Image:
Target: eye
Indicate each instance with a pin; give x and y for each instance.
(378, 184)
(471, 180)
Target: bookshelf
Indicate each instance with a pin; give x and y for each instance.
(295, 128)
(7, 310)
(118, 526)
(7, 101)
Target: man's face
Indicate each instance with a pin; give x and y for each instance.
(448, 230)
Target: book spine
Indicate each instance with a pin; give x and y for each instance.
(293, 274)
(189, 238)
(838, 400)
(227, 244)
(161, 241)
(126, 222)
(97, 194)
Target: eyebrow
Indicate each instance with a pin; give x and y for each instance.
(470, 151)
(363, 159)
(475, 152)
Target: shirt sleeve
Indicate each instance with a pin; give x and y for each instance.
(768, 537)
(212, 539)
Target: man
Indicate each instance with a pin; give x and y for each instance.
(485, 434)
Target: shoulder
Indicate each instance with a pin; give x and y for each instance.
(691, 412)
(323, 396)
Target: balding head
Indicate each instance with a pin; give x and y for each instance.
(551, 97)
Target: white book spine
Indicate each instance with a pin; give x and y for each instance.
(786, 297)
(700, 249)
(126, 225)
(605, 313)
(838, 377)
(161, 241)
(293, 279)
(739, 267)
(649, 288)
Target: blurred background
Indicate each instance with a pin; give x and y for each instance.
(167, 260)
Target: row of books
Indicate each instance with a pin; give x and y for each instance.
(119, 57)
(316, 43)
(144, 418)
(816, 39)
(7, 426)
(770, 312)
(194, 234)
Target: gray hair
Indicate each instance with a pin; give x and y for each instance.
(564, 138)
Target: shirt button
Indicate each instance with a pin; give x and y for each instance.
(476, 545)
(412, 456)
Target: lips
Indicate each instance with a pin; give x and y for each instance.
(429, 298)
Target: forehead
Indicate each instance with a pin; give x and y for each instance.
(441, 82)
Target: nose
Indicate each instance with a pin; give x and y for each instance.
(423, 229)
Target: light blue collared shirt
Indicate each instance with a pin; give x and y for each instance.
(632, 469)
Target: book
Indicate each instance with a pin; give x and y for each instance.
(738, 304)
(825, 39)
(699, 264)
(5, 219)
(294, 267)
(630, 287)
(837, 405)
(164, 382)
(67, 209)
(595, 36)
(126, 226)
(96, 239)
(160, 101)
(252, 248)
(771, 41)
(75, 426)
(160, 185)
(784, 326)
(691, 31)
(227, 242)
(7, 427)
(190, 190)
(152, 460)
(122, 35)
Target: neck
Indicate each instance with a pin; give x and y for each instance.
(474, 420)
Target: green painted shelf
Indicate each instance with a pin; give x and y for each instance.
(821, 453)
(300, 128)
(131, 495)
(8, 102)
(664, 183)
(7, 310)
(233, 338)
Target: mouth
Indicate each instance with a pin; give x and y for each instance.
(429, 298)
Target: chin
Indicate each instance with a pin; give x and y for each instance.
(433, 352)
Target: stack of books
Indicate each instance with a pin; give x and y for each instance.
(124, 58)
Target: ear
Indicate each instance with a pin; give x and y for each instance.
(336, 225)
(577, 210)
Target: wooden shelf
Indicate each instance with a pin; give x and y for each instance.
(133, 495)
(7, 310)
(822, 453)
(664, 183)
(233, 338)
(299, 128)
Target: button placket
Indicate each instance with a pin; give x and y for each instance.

* * * * *

*Description of the task*. Copy every one of the records above word for word, with no changes.

*Response*.
Image:
Target: eye
Indicate each instance with a pin; give x and y for each instance.
(378, 184)
(471, 180)
Target: bookshelf
Indicate each instance with a pin; give x and y for each instance.
(295, 128)
(7, 310)
(118, 526)
(7, 101)
Target: man's face
Indicate each instance with a pin; give x and y for each instance.
(448, 230)
Target: book spine
Indicate each instance with a pin; give x and y for each instance.
(293, 274)
(189, 238)
(838, 400)
(227, 244)
(161, 241)
(126, 222)
(97, 194)
Target: eyebrow
Indicate each instance with a pin; give x and y for each instance.
(470, 151)
(363, 159)
(475, 152)
Target: shirt sleeve
Indicate each instance with a pin; give x and y for each instance.
(768, 537)
(212, 539)
Target: man
Indicate each instance with a pin; give x and y for each instance.
(485, 434)
Target: shoulder
Indicate each instance with a pin; give x and y for each instance.
(691, 412)
(323, 396)
Target: balding head
Indicate each instance with a pin; give x and y for each instance.
(551, 97)
Target: white book spine
Indicate each instance with a pin; give x and y for each instance.
(786, 297)
(700, 249)
(126, 225)
(605, 313)
(838, 377)
(161, 241)
(293, 279)
(739, 267)
(649, 288)
Target: blurred background
Indicate each instance with a pin; give x and y for each instance.
(167, 260)
Target: row of books
Indicate each instance with a pin; give x and y for each instance.
(119, 57)
(316, 43)
(144, 418)
(816, 39)
(7, 426)
(770, 312)
(194, 234)
Target: gray hair
Indicate each instance with a pin; give x and y for each instance.
(564, 138)
Target: shirt button
Indicate each instance with a pin; give x and y for each instance.
(476, 545)
(412, 456)
Target: lips
Indicate each instance with a pin; give x and y for each instance.
(429, 298)
Target: forehead
Indicate each instance with a pin; give x and y for each instance.
(441, 82)
Target: nose
Indicate each instance with a pin; give x and y for each instance.
(423, 229)
Target: light blue collared shirt
Indicate each instance with a pin; give x and y for each instance.
(632, 469)
Target: book
Indicate each instance with a pin; give x and y for each instance.
(738, 304)
(825, 39)
(699, 264)
(5, 219)
(294, 267)
(630, 287)
(837, 405)
(164, 382)
(67, 209)
(595, 36)
(126, 226)
(96, 239)
(160, 101)
(252, 248)
(771, 41)
(75, 426)
(160, 185)
(784, 326)
(691, 31)
(227, 242)
(7, 427)
(190, 190)
(152, 460)
(122, 35)
Target: neck
Indicate each instance with a pin; give x and y for each instance.
(474, 420)
Target: green painted shelf
Indicate each instance with a pin; give x and y for each instance.
(821, 453)
(300, 128)
(131, 495)
(8, 102)
(664, 183)
(7, 310)
(233, 338)
Target: mouth
Indicate each instance with a pin; give x and y for each instance.
(429, 298)
Target: chin
Indicate each instance with a pin; give x and y for each instance.
(433, 352)
Target: stack of books
Indicate each instance with a pin; give x and y for each instance.
(124, 58)
Target: ear
Indicate each instance with a pin; give x and y for each instance.
(336, 225)
(577, 210)
Target: wooden shelf
Indicate each instance with a pin; give x and y for each instance.
(133, 495)
(7, 310)
(822, 453)
(664, 183)
(233, 338)
(299, 128)
Target: button placket
Indicate each instance with a pin; give x and y for each instance.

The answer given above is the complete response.